GIVEN INSTRUCTION:
Can you retype all of the material below word for word, with nothing changed?

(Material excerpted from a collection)
## BEGIN

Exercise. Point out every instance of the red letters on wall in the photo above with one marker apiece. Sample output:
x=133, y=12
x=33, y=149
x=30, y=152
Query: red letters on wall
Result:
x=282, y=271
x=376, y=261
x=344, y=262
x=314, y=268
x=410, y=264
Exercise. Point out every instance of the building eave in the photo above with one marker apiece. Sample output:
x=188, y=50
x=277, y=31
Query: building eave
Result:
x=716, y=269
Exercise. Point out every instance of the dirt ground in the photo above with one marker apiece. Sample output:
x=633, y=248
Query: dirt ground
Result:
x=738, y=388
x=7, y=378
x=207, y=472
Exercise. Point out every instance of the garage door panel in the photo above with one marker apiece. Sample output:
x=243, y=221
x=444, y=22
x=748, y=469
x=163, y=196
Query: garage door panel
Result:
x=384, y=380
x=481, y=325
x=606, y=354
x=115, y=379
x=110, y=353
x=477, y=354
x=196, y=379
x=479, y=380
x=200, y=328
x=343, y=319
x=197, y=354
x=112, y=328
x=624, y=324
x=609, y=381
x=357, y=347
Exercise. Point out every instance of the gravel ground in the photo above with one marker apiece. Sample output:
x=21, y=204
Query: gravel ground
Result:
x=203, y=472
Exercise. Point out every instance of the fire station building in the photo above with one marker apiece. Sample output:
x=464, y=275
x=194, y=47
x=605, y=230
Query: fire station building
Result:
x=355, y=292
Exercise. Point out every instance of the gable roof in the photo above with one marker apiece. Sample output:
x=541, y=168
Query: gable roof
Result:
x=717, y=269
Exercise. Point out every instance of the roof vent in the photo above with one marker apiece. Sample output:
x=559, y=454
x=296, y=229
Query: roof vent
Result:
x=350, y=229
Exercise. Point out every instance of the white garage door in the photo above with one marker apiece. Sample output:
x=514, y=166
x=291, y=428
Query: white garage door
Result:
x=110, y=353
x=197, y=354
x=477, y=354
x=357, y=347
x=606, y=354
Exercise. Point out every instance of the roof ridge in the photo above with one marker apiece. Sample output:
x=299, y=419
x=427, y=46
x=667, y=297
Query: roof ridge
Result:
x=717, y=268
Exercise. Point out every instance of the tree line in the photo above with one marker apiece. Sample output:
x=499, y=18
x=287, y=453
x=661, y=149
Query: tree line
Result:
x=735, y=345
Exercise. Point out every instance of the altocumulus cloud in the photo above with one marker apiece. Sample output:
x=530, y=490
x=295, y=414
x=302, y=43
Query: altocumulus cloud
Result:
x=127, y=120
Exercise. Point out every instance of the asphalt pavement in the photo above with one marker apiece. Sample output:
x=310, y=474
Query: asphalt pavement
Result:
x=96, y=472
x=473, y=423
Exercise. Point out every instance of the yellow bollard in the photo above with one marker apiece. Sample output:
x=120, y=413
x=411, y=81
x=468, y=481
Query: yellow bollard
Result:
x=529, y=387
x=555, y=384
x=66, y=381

## END

COMPLETED TASK:
Exercise. Point out every instance of the red letters on wall in the photo above with one marker apiece. Sample output:
x=133, y=12
x=33, y=149
x=30, y=152
Query: red letters on wall
Result:
x=282, y=271
x=376, y=261
x=344, y=262
x=314, y=268
x=410, y=264
Exercise. Point out every instance of the building eave in the photo above with one marker apiece. Sample output:
x=188, y=50
x=277, y=31
Query: building eave
Result:
x=716, y=269
Exercise. Point out every instance of the dirt ground in the photo above with one marker apiece. Sample output:
x=633, y=248
Query: dirt ground
Result:
x=738, y=388
x=7, y=378
x=207, y=472
Exercise. Point out every instance of the garage door panel in the photo above with one marker apiece. Sample output:
x=243, y=221
x=444, y=22
x=748, y=469
x=163, y=196
Query: garage door panel
Result:
x=384, y=380
x=481, y=325
x=606, y=354
x=115, y=379
x=110, y=353
x=477, y=354
x=196, y=379
x=479, y=380
x=200, y=328
x=343, y=319
x=197, y=354
x=112, y=328
x=624, y=324
x=609, y=381
x=357, y=347
Exercise. Point out every instance of the gravel ground in the photo above with one marker apiece. Sample output:
x=21, y=204
Query: gravel ground
Result:
x=203, y=472
Exercise. Point out every instance of the fire station building in the photo above with one marker apiece. Sample output:
x=464, y=275
x=194, y=47
x=605, y=230
Query: fire station building
Result:
x=355, y=292
Exercise. Point out every instance of the gable roof in the photo above with one marker apiece. Sample output:
x=541, y=168
Query: gable roof
Result:
x=717, y=269
Exercise. Point out every instance of the roof vent in the photo above with one marker apiece. Sample output:
x=559, y=454
x=296, y=229
Query: roof vent
Result:
x=350, y=229
Exercise. Point out every instance of the white garage door in the photo above with one marker apiece. Sample output:
x=514, y=166
x=291, y=428
Query: white garage door
Result:
x=110, y=353
x=197, y=354
x=477, y=354
x=357, y=347
x=606, y=354
Exercise. Point out every instance of the roof ridge in the photo above with one marker apiece. Sample output:
x=299, y=419
x=427, y=46
x=667, y=297
Query: roof ridge
Result:
x=717, y=268
Exercise. Point out every instance of the tree line in the photo above with one marker apiece. Sample output:
x=499, y=18
x=287, y=453
x=661, y=149
Query: tree line
Result:
x=735, y=345
Exercise. Point out every instance of the altocumulus cloud in the photo above with one marker apiece. Sample output:
x=530, y=490
x=295, y=414
x=302, y=43
Query: altocumulus cloud
Result:
x=127, y=120
Exercise. Point out every instance of the asphalt pavement in the photo above with one marker apiece. Sample output:
x=310, y=474
Query: asphalt pavement
Result:
x=96, y=472
x=473, y=423
Exercise. Point out every instance of the yellow bollard in the photo above with one marker apiece. Sample output:
x=120, y=413
x=411, y=81
x=468, y=481
Query: yellow bollard
Result:
x=529, y=387
x=555, y=384
x=66, y=381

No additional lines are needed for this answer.